- Task objective:
Print the listing exactly, starting with its first line and going on through the line that contains "295], [843, 287]]]", with both of those lines included.

* begin Records for the exercise *

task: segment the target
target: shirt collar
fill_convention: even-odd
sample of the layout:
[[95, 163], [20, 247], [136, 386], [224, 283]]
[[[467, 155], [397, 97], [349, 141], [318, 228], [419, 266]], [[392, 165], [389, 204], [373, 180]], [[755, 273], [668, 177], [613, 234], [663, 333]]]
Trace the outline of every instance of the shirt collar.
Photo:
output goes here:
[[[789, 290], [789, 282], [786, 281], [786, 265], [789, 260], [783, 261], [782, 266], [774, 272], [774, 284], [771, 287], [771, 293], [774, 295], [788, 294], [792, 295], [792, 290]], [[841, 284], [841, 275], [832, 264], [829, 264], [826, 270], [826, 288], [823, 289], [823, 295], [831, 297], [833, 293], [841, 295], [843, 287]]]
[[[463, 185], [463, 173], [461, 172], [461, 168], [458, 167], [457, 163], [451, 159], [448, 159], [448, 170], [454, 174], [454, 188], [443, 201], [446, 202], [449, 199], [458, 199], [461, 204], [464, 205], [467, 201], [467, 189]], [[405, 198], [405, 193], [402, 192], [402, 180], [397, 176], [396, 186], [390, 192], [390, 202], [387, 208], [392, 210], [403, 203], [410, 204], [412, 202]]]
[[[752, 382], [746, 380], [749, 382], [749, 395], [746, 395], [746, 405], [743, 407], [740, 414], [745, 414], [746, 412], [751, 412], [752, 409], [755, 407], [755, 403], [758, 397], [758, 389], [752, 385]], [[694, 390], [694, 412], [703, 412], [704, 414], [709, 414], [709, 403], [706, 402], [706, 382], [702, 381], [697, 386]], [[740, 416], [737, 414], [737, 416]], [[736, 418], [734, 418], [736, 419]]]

* end Records for the exercise *

- Response to this task:
task: segment the target
target: shirt collar
fill_convention: even-odd
sample of the layout:
[[95, 163], [20, 247], [136, 386], [224, 283]]
[[[467, 155], [397, 97], [349, 141], [318, 228], [419, 266]], [[392, 165], [389, 204], [373, 180]], [[755, 273], [668, 177], [613, 234], [663, 333]]]
Trace the outline of every instance of the shirt collar.
Photo:
output goes here:
[[[789, 290], [789, 282], [786, 281], [786, 265], [789, 260], [783, 261], [782, 266], [774, 272], [774, 284], [771, 287], [771, 293], [774, 295], [788, 294], [792, 295], [792, 290]], [[841, 284], [841, 275], [832, 264], [829, 264], [826, 270], [826, 288], [823, 289], [823, 295], [831, 297], [833, 293], [841, 295], [843, 287]]]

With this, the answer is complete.